▶ _Stated goal_
Make an exact copy of the lines, leaving the pictures out.
## begin Input for this task
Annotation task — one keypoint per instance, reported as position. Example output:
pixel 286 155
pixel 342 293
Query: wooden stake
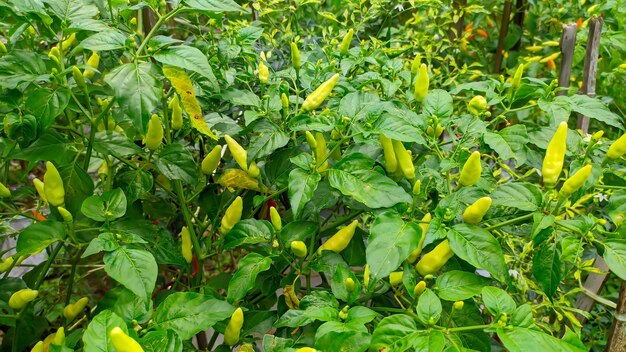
pixel 568 41
pixel 504 29
pixel 591 66
pixel 617 336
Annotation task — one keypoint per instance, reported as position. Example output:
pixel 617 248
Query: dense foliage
pixel 301 175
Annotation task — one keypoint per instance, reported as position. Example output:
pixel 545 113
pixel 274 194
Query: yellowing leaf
pixel 236 178
pixel 182 84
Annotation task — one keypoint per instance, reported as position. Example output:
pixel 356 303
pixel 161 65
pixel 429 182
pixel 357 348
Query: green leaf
pixel 162 341
pixel 368 187
pixel 390 242
pixel 96 336
pixel 302 185
pixel 36 237
pixel 109 206
pixel 114 143
pixel 458 285
pixel 438 102
pixel 137 90
pixel 214 5
pixel 522 340
pixel 497 301
pixel 111 39
pixel 248 231
pixel 508 142
pixel 188 313
pixel 615 256
pixel 136 269
pixel 244 278
pixel 188 58
pixel 547 267
pixel 176 163
pixel 428 308
pixel 520 195
pixel 478 247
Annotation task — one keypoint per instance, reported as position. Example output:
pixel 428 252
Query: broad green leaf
pixel 547 267
pixel 188 313
pixel 390 242
pixel 176 163
pixel 136 269
pixel 109 206
pixel 615 256
pixel 520 195
pixel 428 307
pixel 302 185
pixel 96 336
pixel 368 187
pixel 137 90
pixel 522 340
pixel 458 285
pixel 497 301
pixel 478 247
pixel 36 237
pixel 111 39
pixel 248 231
pixel 188 58
pixel 244 278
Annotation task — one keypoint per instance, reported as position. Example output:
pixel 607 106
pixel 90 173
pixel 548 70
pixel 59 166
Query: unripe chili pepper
pixel 432 261
pixel 212 160
pixel 421 84
pixel 79 78
pixel 59 337
pixel 395 278
pixel 123 342
pixel 275 218
pixel 39 187
pixel 345 42
pixel 317 97
pixel 419 288
pixel 555 156
pixel 22 297
pixel 291 300
pixel 350 284
pixel 295 56
pixel 236 150
pixel 577 180
pixel 233 329
pixel 474 213
pixel 4 191
pixel 154 135
pixel 298 248
pixel 470 174
pixel 264 73
pixel 340 240
pixel 477 105
pixel 424 227
pixel 232 215
pixel 321 152
pixel 53 186
pixel 186 244
pixel 404 159
pixel 93 61
pixel 72 310
pixel 517 79
pixel 618 148
pixel 38 347
pixel 391 163
pixel 65 214
pixel 177 112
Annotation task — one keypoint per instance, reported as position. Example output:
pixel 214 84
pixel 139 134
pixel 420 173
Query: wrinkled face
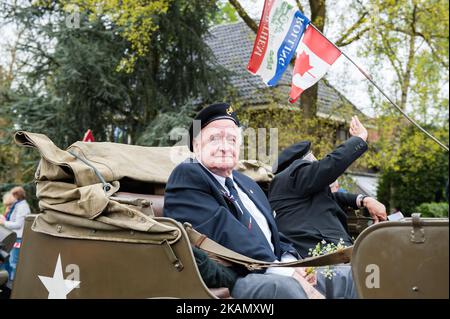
pixel 217 145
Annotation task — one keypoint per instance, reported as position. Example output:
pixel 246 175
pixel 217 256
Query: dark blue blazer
pixel 193 195
pixel 307 211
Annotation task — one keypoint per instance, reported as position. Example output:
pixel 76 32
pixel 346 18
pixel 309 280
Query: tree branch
pixel 354 27
pixel 243 14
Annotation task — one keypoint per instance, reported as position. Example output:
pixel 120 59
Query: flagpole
pixel 368 77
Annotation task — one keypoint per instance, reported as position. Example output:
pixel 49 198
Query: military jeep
pixel 101 233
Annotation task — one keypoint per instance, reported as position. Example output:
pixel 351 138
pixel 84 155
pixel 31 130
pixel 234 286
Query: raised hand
pixel 357 129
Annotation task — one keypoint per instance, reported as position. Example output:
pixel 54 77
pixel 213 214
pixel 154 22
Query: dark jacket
pixel 306 209
pixel 193 195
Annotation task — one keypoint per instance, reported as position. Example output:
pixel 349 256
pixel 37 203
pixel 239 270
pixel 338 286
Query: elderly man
pixel 307 211
pixel 231 209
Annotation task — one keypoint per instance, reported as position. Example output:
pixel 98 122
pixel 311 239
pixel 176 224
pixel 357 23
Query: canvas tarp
pixel 76 187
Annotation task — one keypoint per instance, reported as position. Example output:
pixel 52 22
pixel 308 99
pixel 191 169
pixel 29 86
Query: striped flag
pixel 280 30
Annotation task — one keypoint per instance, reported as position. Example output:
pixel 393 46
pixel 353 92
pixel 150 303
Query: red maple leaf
pixel 303 66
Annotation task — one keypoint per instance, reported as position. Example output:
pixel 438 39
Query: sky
pixel 355 85
pixel 343 76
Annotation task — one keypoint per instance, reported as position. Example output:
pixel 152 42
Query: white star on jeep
pixel 57 286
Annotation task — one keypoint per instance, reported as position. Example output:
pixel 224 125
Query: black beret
pixel 291 154
pixel 211 113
## end Input for this task
▶ _Written solution_
Annotation task — one keypoint per instance, reported as position. Example output:
pixel 286 155
pixel 342 293
Query: wooden stake
pixel 568 41
pixel 504 29
pixel 591 66
pixel 617 336
Annotation task — one keypoint per instance, reported as position. Example output:
pixel 617 248
Query: dense foliage
pixel 301 175
Annotation task — one keypoint per instance, reported as position. Example output:
pixel 545 113
pixel 274 194
Query: yellowing leaf
pixel 236 178
pixel 182 84
Annotation task — one keypoint per instance, reported as position. Example output:
pixel 356 303
pixel 161 65
pixel 429 182
pixel 357 348
Query: green leaf
pixel 162 341
pixel 368 187
pixel 390 242
pixel 96 336
pixel 302 185
pixel 36 237
pixel 109 206
pixel 114 143
pixel 458 285
pixel 438 102
pixel 137 90
pixel 214 5
pixel 522 340
pixel 497 301
pixel 111 39
pixel 248 231
pixel 508 142
pixel 188 313
pixel 615 256
pixel 136 269
pixel 244 278
pixel 188 58
pixel 547 267
pixel 176 163
pixel 428 308
pixel 520 195
pixel 478 247
Annotation task — one keypoint per instance, reported as position. Example output:
pixel 428 252
Query: broad green leaf
pixel 547 267
pixel 188 313
pixel 390 242
pixel 176 163
pixel 136 269
pixel 109 206
pixel 615 256
pixel 520 195
pixel 428 307
pixel 302 185
pixel 96 336
pixel 368 187
pixel 137 90
pixel 522 340
pixel 458 285
pixel 497 301
pixel 478 247
pixel 36 237
pixel 111 39
pixel 248 231
pixel 188 58
pixel 244 278
Annotation task — one keypoint per instance, reported as position. Example output:
pixel 607 106
pixel 90 173
pixel 548 70
pixel 59 166
Query: unripe chili pepper
pixel 432 261
pixel 212 160
pixel 421 84
pixel 79 78
pixel 59 337
pixel 395 278
pixel 123 342
pixel 275 218
pixel 39 187
pixel 345 42
pixel 317 97
pixel 419 288
pixel 555 156
pixel 22 297
pixel 291 300
pixel 350 284
pixel 295 56
pixel 236 150
pixel 577 180
pixel 233 329
pixel 474 213
pixel 4 191
pixel 154 135
pixel 298 248
pixel 470 174
pixel 264 73
pixel 340 240
pixel 477 105
pixel 424 227
pixel 232 215
pixel 321 152
pixel 53 186
pixel 186 244
pixel 404 159
pixel 93 61
pixel 72 310
pixel 517 79
pixel 618 148
pixel 38 347
pixel 391 163
pixel 65 214
pixel 177 112
Annotation task — one keypoint per instance, reported as position. Example output:
pixel 214 84
pixel 139 134
pixel 420 173
Query: wrinkled face
pixel 217 145
Annotation task — one keypoint per instance, reported as position. Example output:
pixel 246 175
pixel 217 256
Query: dark blue blazer
pixel 193 195
pixel 307 211
Annotation task — one keypoint per instance, reported as position. Example output:
pixel 76 32
pixel 346 18
pixel 309 280
Query: tree branch
pixel 354 27
pixel 243 14
Annotation task — one keypoint per instance, reported as position. Example output:
pixel 120 59
Query: flagpole
pixel 368 77
Annotation task — one keypoint per instance, reported as position. Example output:
pixel 49 198
Query: military jeep
pixel 101 233
Annotation task — one keypoint per instance, reported as position. Example output:
pixel 351 138
pixel 84 155
pixel 31 130
pixel 234 286
Query: raised hand
pixel 357 129
Annotation task — one keypoint per instance, reported as position. Example output:
pixel 54 77
pixel 213 214
pixel 154 22
Query: dark jacket
pixel 306 209
pixel 193 195
Annotation task — one keypoint per instance, reported as position. Example output:
pixel 349 256
pixel 37 203
pixel 239 270
pixel 338 286
Query: elderly man
pixel 307 211
pixel 231 209
Annotation task — one keypoint per instance, reported as position. Example output:
pixel 98 122
pixel 311 239
pixel 176 224
pixel 357 23
Query: canvas tarp
pixel 76 187
Annotation task — one keypoint per instance, reported as position. Example output:
pixel 52 22
pixel 308 99
pixel 191 169
pixel 29 86
Query: striped flag
pixel 280 30
Annotation task — one keypoint per instance, reported as position. Example output:
pixel 393 46
pixel 353 92
pixel 150 303
Query: red maple leaf
pixel 303 66
Annotation task — one keypoint per instance, reported as position. Example output:
pixel 438 39
Query: sky
pixel 355 85
pixel 343 76
Annotation task — one keypoint per instance, reported as position. Example output:
pixel 152 42
Query: white star on jeep
pixel 57 286
Annotation task — one keypoint per instance, reported as position. Example output:
pixel 224 125
Query: black beret
pixel 291 154
pixel 211 113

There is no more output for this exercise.